(Referring expression pointing data)
^^^^

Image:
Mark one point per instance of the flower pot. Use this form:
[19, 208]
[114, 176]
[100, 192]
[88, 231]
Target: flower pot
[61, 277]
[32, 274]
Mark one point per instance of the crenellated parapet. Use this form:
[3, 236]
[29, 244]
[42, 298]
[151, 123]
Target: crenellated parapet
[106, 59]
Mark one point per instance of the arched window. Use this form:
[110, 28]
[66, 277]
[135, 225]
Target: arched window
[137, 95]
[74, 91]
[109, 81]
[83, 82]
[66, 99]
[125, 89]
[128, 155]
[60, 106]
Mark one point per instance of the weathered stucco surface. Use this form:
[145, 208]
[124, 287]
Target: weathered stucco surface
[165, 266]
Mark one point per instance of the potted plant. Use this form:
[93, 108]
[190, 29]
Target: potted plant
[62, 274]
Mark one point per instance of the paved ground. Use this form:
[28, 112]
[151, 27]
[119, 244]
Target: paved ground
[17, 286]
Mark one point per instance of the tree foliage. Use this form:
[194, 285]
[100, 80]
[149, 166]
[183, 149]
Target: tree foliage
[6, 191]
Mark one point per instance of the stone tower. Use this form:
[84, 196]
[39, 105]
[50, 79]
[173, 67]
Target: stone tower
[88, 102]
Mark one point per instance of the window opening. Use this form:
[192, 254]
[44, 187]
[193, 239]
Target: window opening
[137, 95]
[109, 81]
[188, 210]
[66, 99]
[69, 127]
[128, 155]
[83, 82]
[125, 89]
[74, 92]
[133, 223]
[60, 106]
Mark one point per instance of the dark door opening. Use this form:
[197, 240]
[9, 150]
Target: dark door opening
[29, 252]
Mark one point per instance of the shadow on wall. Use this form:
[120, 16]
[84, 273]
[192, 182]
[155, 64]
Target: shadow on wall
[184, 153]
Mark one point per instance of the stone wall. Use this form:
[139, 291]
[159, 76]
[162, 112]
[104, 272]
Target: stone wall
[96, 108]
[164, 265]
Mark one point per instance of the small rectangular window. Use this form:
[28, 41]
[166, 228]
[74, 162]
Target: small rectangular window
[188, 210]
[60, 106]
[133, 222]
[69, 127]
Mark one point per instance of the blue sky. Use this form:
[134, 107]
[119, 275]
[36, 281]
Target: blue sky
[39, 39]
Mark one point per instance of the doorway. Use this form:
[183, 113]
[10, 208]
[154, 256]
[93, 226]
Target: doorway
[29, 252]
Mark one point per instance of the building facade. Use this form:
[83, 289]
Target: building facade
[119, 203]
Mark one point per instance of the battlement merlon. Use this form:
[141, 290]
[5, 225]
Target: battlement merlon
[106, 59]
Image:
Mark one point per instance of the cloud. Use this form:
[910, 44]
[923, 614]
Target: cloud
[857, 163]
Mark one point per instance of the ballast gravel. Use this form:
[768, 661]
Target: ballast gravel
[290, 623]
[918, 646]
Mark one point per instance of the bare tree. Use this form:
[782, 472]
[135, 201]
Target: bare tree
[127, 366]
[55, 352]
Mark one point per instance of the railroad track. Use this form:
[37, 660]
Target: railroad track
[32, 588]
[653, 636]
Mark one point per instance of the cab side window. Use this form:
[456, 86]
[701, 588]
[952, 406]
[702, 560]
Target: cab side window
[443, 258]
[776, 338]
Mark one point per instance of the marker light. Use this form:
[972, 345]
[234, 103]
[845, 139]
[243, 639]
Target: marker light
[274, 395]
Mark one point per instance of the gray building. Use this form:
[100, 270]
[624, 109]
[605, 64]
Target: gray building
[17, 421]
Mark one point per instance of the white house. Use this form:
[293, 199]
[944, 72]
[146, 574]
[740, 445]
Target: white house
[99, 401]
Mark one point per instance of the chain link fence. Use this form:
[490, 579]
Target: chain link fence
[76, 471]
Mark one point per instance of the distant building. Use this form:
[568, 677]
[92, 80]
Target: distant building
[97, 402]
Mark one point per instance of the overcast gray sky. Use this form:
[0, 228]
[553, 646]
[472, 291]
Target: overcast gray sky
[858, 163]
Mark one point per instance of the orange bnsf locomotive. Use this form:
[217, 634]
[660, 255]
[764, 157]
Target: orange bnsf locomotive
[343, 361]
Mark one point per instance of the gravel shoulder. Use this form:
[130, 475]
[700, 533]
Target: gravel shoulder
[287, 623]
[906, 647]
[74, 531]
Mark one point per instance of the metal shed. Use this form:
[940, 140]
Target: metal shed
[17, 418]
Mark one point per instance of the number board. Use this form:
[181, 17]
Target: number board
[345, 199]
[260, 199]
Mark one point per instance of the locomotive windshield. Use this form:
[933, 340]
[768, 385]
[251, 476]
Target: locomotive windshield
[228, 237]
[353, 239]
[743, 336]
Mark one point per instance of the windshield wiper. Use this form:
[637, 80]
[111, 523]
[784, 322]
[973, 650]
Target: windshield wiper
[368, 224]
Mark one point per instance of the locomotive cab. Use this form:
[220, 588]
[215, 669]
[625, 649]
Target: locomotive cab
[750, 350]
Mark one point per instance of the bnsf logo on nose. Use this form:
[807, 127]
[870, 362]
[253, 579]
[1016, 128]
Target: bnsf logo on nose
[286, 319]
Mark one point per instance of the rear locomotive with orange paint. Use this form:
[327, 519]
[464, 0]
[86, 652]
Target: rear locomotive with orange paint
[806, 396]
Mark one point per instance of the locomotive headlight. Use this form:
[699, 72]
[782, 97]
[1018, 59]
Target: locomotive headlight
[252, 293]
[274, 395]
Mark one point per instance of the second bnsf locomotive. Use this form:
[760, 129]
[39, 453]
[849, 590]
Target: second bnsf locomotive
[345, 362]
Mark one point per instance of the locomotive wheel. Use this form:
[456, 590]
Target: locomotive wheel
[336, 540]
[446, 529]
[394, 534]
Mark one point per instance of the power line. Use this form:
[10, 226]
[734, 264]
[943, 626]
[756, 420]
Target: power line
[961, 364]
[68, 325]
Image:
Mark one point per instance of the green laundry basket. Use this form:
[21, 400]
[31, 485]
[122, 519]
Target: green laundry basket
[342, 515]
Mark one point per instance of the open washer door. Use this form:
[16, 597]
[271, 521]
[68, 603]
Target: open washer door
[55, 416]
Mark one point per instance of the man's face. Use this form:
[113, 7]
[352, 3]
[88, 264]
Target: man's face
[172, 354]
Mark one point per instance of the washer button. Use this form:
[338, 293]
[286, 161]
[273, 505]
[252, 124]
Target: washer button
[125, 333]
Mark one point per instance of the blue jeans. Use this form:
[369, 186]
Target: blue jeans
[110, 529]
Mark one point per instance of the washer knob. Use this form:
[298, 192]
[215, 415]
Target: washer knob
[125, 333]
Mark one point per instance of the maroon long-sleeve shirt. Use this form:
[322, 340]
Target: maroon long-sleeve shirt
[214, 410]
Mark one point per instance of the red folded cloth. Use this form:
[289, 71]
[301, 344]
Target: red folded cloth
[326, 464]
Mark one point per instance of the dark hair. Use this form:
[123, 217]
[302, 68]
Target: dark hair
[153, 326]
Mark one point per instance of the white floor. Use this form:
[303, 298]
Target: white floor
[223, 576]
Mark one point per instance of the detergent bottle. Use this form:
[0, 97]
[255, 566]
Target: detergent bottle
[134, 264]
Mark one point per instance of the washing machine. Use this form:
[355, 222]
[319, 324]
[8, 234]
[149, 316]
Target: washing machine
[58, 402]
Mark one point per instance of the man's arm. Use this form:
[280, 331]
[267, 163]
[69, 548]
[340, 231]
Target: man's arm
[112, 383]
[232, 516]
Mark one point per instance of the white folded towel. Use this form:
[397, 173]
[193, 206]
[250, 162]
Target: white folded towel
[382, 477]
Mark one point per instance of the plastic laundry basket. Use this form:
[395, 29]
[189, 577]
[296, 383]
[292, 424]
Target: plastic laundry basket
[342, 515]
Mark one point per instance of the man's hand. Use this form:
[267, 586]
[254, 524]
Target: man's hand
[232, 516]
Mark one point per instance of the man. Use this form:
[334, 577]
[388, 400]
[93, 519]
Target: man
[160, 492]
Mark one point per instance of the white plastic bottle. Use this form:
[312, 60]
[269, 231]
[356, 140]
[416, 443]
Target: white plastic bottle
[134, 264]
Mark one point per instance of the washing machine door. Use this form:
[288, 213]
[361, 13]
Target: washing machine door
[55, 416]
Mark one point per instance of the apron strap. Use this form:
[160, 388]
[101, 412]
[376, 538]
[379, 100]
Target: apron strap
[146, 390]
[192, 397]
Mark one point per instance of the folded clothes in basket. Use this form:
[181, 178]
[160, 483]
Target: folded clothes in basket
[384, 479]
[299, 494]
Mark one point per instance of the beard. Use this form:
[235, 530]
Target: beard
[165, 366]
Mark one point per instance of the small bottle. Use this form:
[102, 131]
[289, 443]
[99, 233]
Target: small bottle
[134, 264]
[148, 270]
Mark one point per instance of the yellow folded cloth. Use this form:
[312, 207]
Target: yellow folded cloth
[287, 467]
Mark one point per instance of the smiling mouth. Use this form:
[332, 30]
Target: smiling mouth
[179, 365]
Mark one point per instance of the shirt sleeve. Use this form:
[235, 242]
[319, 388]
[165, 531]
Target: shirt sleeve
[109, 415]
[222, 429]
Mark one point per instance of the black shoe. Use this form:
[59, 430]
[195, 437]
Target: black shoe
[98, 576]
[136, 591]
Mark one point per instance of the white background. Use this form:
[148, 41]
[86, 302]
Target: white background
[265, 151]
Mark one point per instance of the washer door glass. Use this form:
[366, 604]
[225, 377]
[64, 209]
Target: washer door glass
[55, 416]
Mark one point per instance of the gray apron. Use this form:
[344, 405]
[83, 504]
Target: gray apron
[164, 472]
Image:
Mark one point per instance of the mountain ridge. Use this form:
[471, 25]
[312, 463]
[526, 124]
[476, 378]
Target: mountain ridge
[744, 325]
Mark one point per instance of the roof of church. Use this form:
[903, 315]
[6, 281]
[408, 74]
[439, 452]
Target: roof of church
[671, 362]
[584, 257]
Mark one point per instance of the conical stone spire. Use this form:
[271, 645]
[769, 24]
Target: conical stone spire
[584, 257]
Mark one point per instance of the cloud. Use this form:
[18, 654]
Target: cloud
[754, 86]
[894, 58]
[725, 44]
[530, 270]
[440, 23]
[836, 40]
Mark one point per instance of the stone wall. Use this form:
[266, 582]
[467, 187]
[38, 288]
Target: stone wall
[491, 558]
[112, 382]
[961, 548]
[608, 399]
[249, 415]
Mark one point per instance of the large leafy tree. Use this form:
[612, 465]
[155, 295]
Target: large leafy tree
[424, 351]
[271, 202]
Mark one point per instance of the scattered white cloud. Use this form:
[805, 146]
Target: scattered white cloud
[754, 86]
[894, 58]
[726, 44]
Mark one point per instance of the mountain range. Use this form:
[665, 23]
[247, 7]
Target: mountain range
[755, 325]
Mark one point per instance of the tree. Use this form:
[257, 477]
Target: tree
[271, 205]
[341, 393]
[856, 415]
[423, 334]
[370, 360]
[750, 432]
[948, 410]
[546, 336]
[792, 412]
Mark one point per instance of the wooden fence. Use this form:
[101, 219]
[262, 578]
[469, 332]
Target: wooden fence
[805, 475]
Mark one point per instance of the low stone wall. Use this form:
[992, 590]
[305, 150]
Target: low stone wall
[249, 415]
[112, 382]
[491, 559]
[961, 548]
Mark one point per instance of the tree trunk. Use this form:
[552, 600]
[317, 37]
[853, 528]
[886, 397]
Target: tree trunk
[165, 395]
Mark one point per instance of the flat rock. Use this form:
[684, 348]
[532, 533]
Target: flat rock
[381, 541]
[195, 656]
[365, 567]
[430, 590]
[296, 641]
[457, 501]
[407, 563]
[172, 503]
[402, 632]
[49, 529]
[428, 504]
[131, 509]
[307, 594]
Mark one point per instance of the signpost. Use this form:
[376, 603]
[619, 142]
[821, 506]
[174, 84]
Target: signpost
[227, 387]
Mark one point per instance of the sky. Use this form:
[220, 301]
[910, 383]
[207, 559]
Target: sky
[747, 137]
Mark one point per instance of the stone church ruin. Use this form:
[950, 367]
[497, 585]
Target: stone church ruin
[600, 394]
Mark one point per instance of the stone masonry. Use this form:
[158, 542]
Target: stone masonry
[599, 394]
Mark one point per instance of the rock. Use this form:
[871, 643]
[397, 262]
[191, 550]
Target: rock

^^^^

Problem statement
Nothing but the lines from the one containing "Mark one point per instance of the signpost." through the end of the entries belongs in the answer; repeat them exactly.

Finished exercise
Mark one point per instance of the signpost. Use this form:
[376, 603]
[619, 142]
[821, 506]
[174, 84]
Target: signpost
[227, 387]
Mark one point per instance of the sky. Use this form:
[220, 301]
[910, 383]
[207, 559]
Target: sky
[747, 137]
Mark one point per instance of the stone church ruin. Use this form:
[950, 367]
[497, 585]
Target: stone church ruin
[600, 394]
Mark one point per instance of the stone masonry. Use this form:
[158, 542]
Target: stone masonry
[599, 394]
Mark one point per instance of the rock. Use this form:
[871, 643]
[397, 262]
[191, 550]
Target: rock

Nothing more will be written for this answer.